◆ WORK REQUIRED
List each line of the records below that contains the string "stem". Case counts.

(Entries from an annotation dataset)
- - -

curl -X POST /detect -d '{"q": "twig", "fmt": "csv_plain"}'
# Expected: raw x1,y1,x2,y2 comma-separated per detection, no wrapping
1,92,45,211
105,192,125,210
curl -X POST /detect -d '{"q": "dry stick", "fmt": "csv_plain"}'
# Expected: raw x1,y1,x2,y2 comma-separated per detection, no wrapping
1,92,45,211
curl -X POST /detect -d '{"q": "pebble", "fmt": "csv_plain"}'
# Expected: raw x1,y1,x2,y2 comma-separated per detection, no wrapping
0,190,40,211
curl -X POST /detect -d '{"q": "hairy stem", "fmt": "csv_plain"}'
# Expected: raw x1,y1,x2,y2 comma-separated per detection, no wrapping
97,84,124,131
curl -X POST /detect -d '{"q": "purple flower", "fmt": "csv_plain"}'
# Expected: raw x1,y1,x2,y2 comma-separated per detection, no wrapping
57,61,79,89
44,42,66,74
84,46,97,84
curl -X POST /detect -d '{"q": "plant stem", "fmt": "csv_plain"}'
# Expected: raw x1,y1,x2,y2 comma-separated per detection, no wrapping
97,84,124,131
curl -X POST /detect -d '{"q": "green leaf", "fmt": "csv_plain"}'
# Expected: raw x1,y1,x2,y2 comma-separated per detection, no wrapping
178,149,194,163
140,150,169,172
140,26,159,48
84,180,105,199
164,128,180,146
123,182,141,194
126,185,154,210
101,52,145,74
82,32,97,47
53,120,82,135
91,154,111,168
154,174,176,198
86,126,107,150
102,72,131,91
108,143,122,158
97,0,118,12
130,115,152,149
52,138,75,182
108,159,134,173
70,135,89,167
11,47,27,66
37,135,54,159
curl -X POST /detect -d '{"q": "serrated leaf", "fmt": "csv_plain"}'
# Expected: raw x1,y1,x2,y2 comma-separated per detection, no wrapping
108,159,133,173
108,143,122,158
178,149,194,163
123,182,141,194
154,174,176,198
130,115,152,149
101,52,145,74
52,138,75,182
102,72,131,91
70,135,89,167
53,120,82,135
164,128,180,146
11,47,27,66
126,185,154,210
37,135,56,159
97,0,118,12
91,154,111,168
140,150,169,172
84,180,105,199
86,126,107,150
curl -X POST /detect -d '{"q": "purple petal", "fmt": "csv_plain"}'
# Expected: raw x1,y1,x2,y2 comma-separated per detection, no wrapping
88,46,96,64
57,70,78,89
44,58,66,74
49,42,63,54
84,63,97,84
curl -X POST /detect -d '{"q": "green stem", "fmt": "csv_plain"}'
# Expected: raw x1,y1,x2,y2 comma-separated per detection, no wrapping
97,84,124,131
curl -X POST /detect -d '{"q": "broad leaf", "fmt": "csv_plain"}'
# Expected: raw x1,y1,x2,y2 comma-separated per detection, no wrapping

- - -

◆ COMPLETE OUTPUT
curl -X POST /detect -d '{"q": "hairy stem", "fmt": "csv_plain"}'
curl -X POST /detect -d '{"q": "plant stem", "fmt": "csv_plain"}'
curl -X POST /detect -d '{"q": "green stem", "fmt": "csv_plain"}'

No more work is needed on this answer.